━━ DATA EXTRACT ━━
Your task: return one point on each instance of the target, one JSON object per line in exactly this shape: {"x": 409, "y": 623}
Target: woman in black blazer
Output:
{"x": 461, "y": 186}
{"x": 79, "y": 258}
━━━
_WHAT THIS TASK INVOLVES_.
The data above needs to be given again exactly, with no line left out.

_RESULT OF THIS EXERCISE_.
Your task: return one point on each instance of the target, one JSON object per line in exactly this shape: {"x": 409, "y": 623}
Target: woman in black blazer
Output:
{"x": 461, "y": 186}
{"x": 79, "y": 258}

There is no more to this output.